**TASK TO CARRY OUT**
Repeat the data below with no changes.

**EXERCISE INPUT**

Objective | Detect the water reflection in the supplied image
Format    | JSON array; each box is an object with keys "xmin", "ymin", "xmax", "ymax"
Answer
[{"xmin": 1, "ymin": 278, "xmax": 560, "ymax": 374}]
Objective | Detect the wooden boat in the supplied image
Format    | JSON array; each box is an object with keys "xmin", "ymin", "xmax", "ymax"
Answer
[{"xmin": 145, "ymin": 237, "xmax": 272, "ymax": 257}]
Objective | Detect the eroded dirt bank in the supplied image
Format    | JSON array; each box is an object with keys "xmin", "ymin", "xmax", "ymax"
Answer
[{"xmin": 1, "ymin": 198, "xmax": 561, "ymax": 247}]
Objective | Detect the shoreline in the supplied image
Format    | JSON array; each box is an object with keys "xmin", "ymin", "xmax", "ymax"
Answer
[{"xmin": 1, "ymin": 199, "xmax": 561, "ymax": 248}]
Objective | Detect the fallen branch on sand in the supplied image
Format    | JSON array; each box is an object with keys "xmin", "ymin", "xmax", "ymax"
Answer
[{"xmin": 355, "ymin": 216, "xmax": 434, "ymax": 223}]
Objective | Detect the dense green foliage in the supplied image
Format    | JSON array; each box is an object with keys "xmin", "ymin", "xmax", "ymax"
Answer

**EXERCISE OUTPUT**
Objective | Detect the water reflection in the supplied image
Format    | JSON array; each box is an object with keys "xmin", "ymin", "xmax", "ymax"
Answer
[{"xmin": 1, "ymin": 278, "xmax": 560, "ymax": 374}]
Objective | Detect the wooden boat in the supplied image
Format    | JSON array; each box is an object with keys "xmin", "ymin", "xmax", "ymax"
Answer
[{"xmin": 145, "ymin": 237, "xmax": 272, "ymax": 257}]
Objective | Detect the eroded dirt bank in the supplied image
Format    | JSON array; each box is an object with keys "xmin", "ymin", "xmax", "ymax"
Answer
[{"xmin": 1, "ymin": 198, "xmax": 561, "ymax": 247}]
Objective | Detect the shoreline in the supplied image
Format    | JSON array; each box is an object with keys "xmin", "ymin", "xmax", "ymax"
Answer
[{"xmin": 1, "ymin": 199, "xmax": 561, "ymax": 248}]
Objective | Detect the fallen branch on sand in the supplied image
Format    | JSON array; each box is an object with keys "xmin", "ymin", "xmax", "ymax"
Answer
[{"xmin": 355, "ymin": 216, "xmax": 434, "ymax": 223}]
Objective | Detect the dense green foliage in the supplied image
Format    | JSON array; each box is an object with keys "xmin", "ymin", "xmax", "ymax"
Answer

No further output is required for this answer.